Exercise description
Rewrite the data below as a Markdown table with the columns Row and Line, numbering each line and omitting any blank lines.

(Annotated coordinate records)
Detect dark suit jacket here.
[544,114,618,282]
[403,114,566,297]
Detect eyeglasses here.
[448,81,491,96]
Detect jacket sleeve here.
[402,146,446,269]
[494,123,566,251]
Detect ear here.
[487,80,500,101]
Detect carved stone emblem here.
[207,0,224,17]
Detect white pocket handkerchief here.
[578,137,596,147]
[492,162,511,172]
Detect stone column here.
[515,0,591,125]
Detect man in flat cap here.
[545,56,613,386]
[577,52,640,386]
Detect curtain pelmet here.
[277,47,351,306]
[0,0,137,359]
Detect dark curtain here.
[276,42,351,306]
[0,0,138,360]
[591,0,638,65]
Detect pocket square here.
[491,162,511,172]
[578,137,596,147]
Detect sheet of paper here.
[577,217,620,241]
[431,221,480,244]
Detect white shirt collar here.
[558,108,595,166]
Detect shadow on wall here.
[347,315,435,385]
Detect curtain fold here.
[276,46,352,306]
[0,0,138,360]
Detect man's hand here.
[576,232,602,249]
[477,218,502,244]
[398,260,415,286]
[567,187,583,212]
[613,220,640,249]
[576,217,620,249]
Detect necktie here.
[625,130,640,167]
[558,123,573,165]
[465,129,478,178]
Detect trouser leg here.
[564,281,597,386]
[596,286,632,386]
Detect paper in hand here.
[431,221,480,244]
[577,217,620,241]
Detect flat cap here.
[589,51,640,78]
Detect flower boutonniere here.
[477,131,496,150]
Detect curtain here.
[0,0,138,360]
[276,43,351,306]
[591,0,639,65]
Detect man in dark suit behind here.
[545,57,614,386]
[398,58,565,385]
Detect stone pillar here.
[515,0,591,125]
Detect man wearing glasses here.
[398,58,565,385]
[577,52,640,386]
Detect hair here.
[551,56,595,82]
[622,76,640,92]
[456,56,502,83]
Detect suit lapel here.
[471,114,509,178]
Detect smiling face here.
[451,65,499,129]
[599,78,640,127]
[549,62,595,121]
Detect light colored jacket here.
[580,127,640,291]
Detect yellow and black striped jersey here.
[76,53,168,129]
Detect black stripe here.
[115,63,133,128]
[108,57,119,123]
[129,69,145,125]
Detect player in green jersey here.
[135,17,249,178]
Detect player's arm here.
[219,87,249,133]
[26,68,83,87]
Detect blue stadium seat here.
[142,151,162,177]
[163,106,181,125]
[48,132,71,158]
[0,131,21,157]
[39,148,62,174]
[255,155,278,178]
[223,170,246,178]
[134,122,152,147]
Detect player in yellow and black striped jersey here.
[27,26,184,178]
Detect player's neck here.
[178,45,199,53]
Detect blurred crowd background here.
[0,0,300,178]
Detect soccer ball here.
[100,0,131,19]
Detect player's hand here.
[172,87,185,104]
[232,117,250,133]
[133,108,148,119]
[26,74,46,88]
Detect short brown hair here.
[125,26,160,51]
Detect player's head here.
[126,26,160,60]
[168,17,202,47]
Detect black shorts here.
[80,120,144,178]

Result
| Row | Line |
|---|---|
| 1 | Detect dark suit jacket here. |
| 2 | [544,114,618,282] |
| 3 | [403,114,566,297] |
| 4 | Detect eyeglasses here. |
| 5 | [448,81,491,96] |
| 6 | Detect jacket sleeve here. |
| 7 | [402,146,446,269] |
| 8 | [494,123,566,251] |
| 9 | Detect ear here. |
| 10 | [487,80,500,101] |
| 11 | Detect carved stone emblem here. |
| 12 | [207,0,224,17] |
| 13 | Detect white pocket handkerchief here. |
| 14 | [578,137,596,147] |
| 15 | [492,162,511,172] |
| 16 | Detect stone column here. |
| 17 | [515,0,591,125] |
| 18 | Detect man in flat cap here. |
| 19 | [545,56,613,386] |
| 20 | [577,52,640,386] |
| 21 | Detect curtain pelmet here. |
| 22 | [277,47,351,306] |
| 23 | [0,0,137,359] |
| 24 | Detect dark curtain here. |
| 25 | [276,42,351,306] |
| 26 | [0,0,138,360] |
| 27 | [591,0,638,65] |
| 28 | Detect pocket square here. |
| 29 | [491,162,511,172] |
| 30 | [578,137,596,147] |
| 31 | Detect sheet of paper here. |
| 32 | [577,217,620,241] |
| 33 | [431,221,480,244] |
| 34 | Detect white shirt collar here. |
| 35 | [558,108,595,166] |
| 36 | Detect shadow on wall here. |
| 37 | [347,315,435,385] |
| 38 | Detect curtain fold here. |
| 39 | [276,46,352,306] |
| 40 | [0,0,138,360] |
| 41 | Detect man's hand here. |
| 42 | [576,232,602,249] |
| 43 | [477,218,502,244] |
| 44 | [398,260,415,286] |
| 45 | [567,187,583,212] |
| 46 | [613,220,640,249] |
| 47 | [576,217,620,249] |
| 48 | Detect necktie here. |
| 49 | [625,130,640,167] |
| 50 | [558,123,573,165] |
| 51 | [465,129,478,178] |
| 52 | Detect trouser leg here. |
| 53 | [564,281,597,386] |
| 54 | [596,286,632,386] |
| 55 | Detect paper in hand here. |
| 56 | [431,221,480,244] |
| 57 | [577,217,620,241] |
| 58 | Detect flat cap here. |
| 59 | [589,51,640,78] |
| 60 | Detect flower boutonniere here. |
| 61 | [477,131,496,150] |
| 62 | Detect curtain here. |
| 63 | [0,0,138,360] |
| 64 | [276,43,351,306] |
| 65 | [591,0,639,65] |
| 66 | Detect man in dark suit behind here. |
| 67 | [545,57,614,386] |
| 68 | [398,58,565,385] |
| 69 | Detect stone pillar here. |
| 70 | [515,0,591,125] |
| 71 | Detect man wearing glasses here. |
| 72 | [398,58,565,385] |
| 73 | [577,52,640,386] |
| 74 | Detect hair here. |
| 75 | [551,56,595,82] |
| 76 | [622,76,640,92] |
| 77 | [456,56,502,83] |
| 78 | Detect suit lapel here. |
| 79 | [471,114,509,178] |
| 80 | Detect smiling face here. |
| 81 | [451,65,499,129] |
| 82 | [599,78,640,127] |
| 83 | [549,62,595,121] |
| 84 | Detect light colored jacket here. |
| 85 | [580,127,640,291] |
| 86 | Detect yellow and black striped jersey here. |
| 87 | [76,53,168,129] |
| 88 | Detect black stripe here. |
| 89 | [115,63,133,128] |
| 90 | [108,57,119,123] |
| 91 | [129,69,145,125] |
| 92 | Detect player in green jersey here. |
| 93 | [135,17,249,178] |
| 94 | Detect player's arm here. |
| 95 | [219,87,249,133] |
| 96 | [26,68,83,87] |
| 97 | Detect blue stadium seat here. |
| 98 | [142,151,162,177] |
| 99 | [163,106,181,125] |
| 100 | [48,132,71,158] |
| 101 | [0,131,21,157] |
| 102 | [39,148,62,174] |
| 103 | [255,155,278,178] |
| 104 | [223,170,246,178] |
| 105 | [134,122,152,147] |
| 106 | Detect player in yellow and black striped jersey here. |
| 107 | [27,26,184,178] |
| 108 | Detect player's neck here. |
| 109 | [178,45,199,53] |
| 110 | Detect blurred crowd background here. |
| 111 | [0,0,300,178] |
| 112 | Detect soccer ball here. |
| 113 | [100,0,131,19] |
| 114 | Detect player's hand here. |
| 115 | [172,87,185,104] |
| 116 | [232,117,250,133] |
| 117 | [133,108,148,119] |
| 118 | [26,74,46,88] |
| 119 | Detect short brown hair here. |
| 120 | [125,26,160,51] |
| 121 | Detect player's head here. |
| 122 | [126,26,160,60] |
| 123 | [168,17,202,47] |
| 124 | Detect black shorts here. |
| 125 | [80,120,144,178] |